> [DATA SUPPLIED]:
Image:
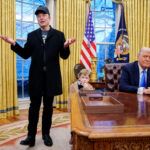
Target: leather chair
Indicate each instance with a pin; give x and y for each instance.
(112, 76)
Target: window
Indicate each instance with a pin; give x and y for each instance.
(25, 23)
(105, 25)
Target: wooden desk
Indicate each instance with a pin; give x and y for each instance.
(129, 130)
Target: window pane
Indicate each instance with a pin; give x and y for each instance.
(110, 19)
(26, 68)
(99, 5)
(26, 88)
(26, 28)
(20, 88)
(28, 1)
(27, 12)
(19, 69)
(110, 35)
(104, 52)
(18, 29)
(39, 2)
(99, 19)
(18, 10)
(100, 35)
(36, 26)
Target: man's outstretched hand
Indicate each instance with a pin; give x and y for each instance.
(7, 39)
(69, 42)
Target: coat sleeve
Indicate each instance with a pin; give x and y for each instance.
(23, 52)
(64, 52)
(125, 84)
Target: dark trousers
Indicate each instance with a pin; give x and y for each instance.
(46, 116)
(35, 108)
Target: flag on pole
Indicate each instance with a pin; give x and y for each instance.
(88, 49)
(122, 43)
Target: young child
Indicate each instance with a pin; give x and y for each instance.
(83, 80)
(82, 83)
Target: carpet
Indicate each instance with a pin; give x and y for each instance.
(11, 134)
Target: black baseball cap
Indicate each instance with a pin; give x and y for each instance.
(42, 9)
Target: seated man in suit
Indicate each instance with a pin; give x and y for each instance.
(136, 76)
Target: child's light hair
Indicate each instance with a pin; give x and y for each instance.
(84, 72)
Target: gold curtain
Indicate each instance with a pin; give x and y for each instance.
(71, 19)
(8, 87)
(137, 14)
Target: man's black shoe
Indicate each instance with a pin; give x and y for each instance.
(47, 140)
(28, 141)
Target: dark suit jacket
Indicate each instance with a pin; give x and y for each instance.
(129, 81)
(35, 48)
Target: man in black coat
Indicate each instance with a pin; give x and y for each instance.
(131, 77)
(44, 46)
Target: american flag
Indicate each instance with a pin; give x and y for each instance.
---
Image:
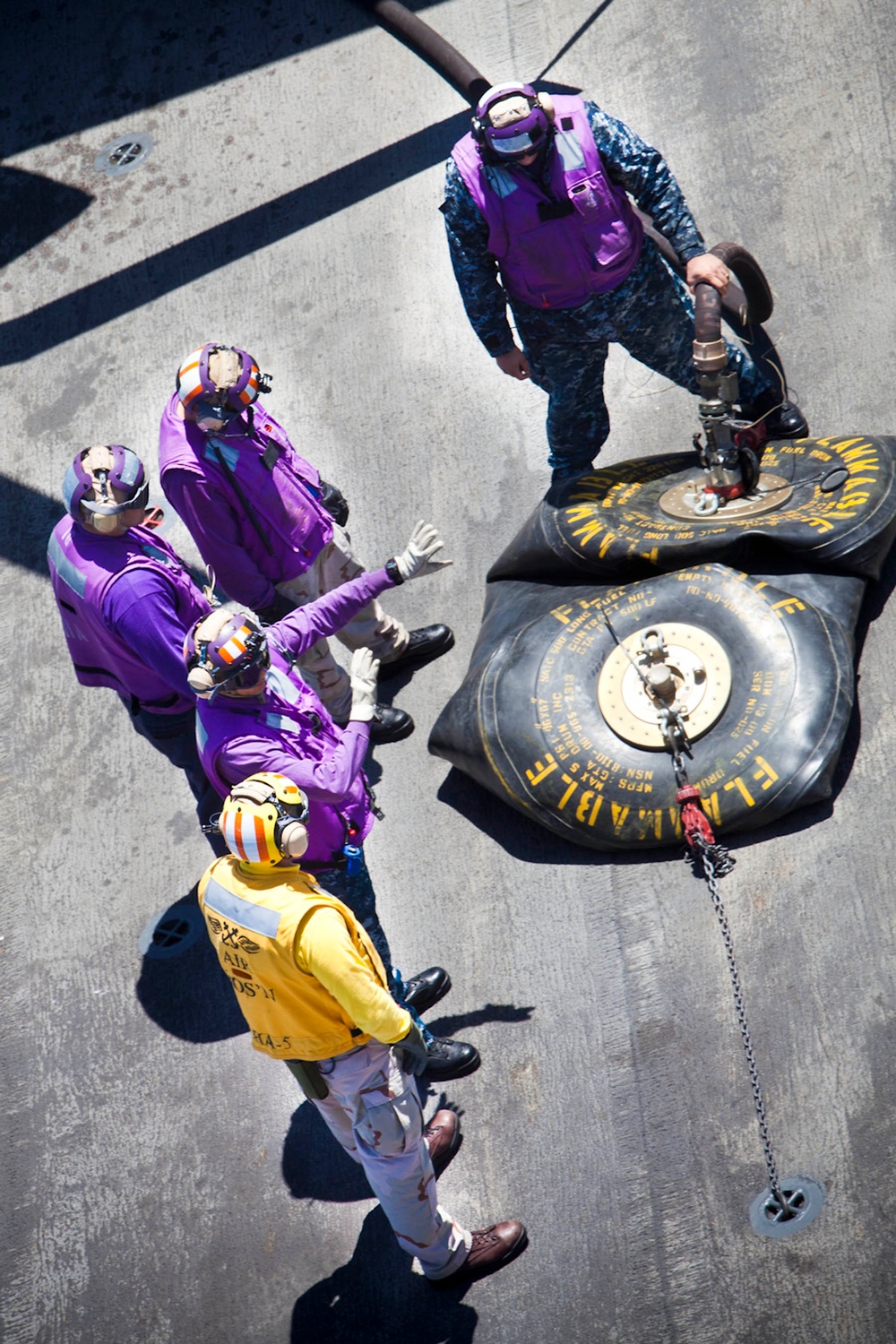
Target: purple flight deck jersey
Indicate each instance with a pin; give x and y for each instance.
--
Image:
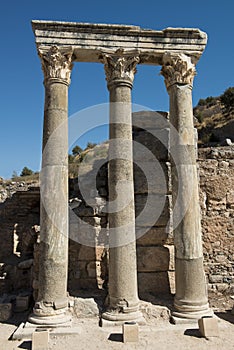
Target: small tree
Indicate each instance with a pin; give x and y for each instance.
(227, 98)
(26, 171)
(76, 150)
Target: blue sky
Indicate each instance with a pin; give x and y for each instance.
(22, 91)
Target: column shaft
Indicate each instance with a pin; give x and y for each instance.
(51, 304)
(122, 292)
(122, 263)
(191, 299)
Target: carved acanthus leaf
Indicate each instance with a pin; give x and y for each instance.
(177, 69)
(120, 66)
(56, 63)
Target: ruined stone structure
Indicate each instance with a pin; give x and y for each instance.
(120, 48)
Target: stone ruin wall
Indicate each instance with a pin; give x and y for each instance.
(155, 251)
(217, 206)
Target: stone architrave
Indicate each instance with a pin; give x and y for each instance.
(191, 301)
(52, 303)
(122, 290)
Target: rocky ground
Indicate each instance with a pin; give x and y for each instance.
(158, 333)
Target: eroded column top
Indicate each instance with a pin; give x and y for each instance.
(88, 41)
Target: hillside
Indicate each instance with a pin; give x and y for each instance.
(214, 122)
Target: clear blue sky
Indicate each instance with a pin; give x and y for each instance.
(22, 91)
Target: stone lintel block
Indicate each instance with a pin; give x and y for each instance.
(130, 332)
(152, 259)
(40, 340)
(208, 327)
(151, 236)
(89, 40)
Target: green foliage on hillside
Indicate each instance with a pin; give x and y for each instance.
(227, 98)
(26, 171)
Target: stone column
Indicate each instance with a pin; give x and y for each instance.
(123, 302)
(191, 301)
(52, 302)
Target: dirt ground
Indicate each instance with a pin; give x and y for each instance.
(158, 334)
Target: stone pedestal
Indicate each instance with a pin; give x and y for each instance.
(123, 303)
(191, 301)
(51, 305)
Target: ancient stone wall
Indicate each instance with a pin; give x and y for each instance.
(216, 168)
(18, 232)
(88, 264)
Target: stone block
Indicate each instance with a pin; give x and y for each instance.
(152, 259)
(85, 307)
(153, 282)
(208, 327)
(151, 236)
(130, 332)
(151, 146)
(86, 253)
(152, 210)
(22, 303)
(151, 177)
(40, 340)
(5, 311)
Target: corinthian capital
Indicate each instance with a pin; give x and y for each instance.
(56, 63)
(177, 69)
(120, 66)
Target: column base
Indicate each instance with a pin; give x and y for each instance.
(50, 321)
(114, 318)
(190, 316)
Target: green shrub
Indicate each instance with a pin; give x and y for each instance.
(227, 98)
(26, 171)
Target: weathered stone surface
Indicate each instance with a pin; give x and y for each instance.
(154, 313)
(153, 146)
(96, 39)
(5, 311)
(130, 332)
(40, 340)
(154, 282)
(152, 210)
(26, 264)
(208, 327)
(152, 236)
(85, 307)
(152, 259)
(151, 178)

> [TASK DETAILS]: Identify each line in the records that contains the word "dark", and copy every such line.

> [IN RESPONSE]:
Target: dark trousers
Target: dark suit jacket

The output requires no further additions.